> [ENTRIES SUPPLIED]
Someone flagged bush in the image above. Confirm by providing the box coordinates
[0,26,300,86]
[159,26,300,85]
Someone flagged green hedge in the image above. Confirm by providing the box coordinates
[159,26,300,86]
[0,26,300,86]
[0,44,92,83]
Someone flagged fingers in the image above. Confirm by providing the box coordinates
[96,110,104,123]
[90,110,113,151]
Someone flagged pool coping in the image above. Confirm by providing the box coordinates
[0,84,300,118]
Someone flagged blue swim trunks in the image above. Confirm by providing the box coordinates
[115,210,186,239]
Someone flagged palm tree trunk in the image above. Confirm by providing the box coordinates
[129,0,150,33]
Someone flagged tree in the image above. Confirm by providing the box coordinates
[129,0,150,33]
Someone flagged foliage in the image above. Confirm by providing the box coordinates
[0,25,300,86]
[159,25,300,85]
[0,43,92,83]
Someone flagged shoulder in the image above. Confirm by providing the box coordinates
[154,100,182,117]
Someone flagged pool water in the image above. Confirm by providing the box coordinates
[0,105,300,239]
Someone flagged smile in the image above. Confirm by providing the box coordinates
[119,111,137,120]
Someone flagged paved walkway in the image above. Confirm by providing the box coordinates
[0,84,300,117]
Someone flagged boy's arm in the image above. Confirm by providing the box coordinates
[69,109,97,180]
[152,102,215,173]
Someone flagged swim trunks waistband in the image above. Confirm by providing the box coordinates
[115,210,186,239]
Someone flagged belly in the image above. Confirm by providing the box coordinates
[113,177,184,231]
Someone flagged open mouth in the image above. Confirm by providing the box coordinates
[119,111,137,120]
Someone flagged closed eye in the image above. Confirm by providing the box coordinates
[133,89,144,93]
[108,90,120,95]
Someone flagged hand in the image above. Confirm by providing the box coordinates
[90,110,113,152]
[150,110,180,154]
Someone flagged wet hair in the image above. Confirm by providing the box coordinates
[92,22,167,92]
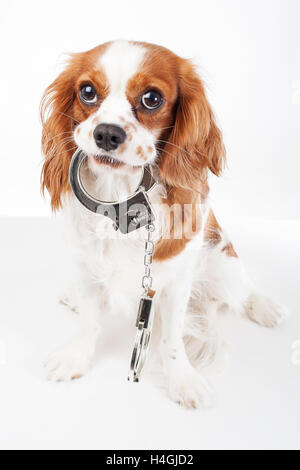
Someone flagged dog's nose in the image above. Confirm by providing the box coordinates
[94,124,126,150]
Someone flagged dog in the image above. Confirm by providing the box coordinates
[41,41,286,408]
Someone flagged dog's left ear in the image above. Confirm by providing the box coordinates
[159,59,226,190]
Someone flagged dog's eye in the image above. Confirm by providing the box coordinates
[141,90,163,109]
[79,85,98,105]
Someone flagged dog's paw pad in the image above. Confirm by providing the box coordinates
[246,294,288,327]
[168,369,214,409]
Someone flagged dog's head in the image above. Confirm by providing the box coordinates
[42,41,225,209]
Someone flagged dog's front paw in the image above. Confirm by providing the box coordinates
[168,368,214,408]
[246,293,288,327]
[44,344,91,382]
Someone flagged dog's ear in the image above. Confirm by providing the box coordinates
[159,59,226,190]
[41,61,75,210]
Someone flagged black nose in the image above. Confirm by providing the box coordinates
[94,124,126,150]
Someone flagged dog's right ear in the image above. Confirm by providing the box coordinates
[40,59,75,210]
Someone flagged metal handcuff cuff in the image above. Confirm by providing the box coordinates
[69,150,157,382]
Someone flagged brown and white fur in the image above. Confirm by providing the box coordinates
[42,41,286,407]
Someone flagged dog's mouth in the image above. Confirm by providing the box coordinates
[93,154,142,173]
[94,154,126,168]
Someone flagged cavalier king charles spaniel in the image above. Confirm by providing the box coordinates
[41,41,286,408]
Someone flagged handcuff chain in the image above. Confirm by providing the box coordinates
[128,222,155,382]
[142,222,155,295]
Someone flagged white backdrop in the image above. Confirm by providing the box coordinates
[0,0,300,218]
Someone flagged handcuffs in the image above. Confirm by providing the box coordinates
[69,149,157,382]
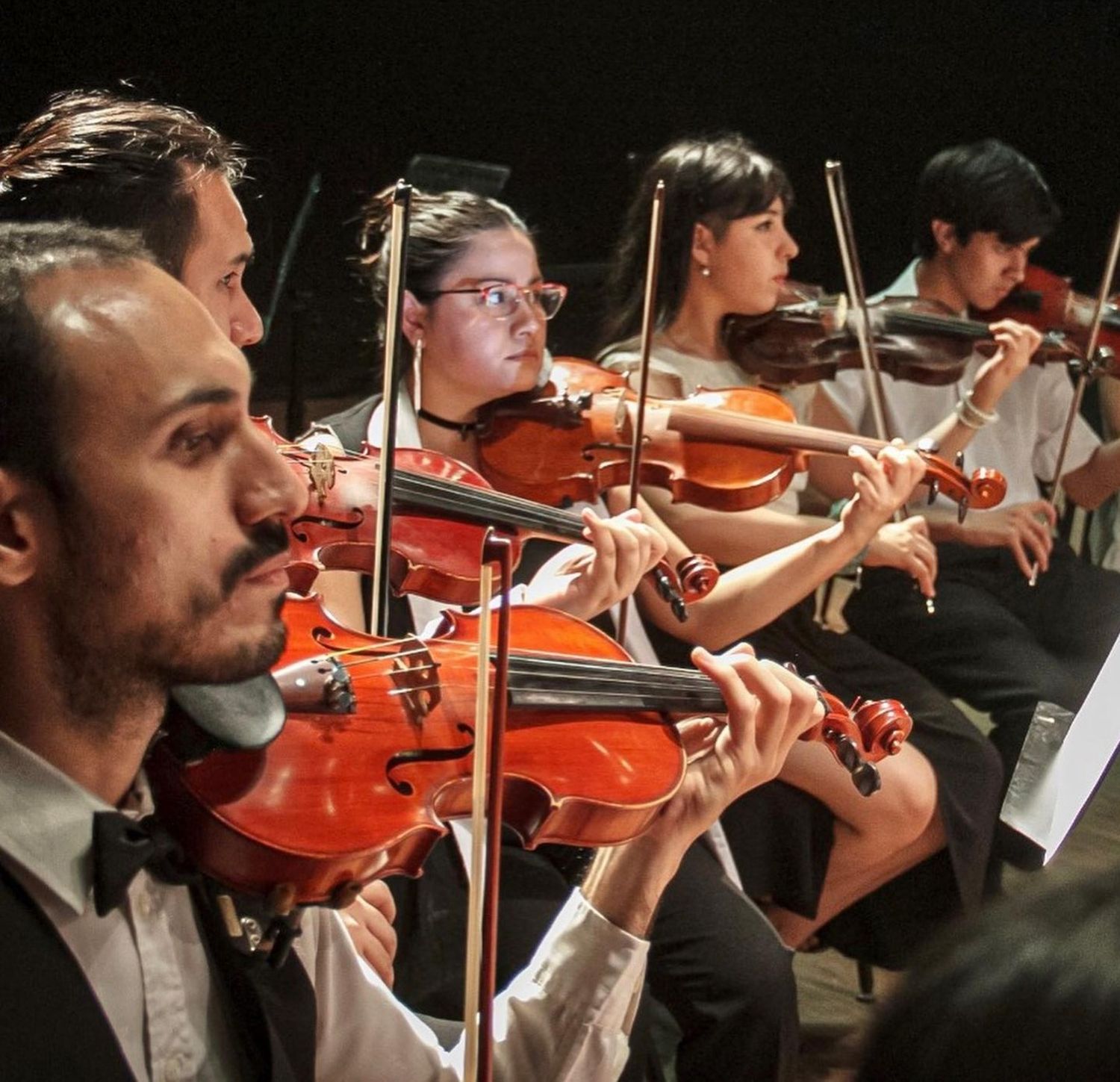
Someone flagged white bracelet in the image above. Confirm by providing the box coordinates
[956,391,999,432]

> [TASK] Count the lines of the records that contain the string "nose", treating uppercase and lowercase as different. Give only the number.

> [OUTPUT OF THE EXERCISE] 2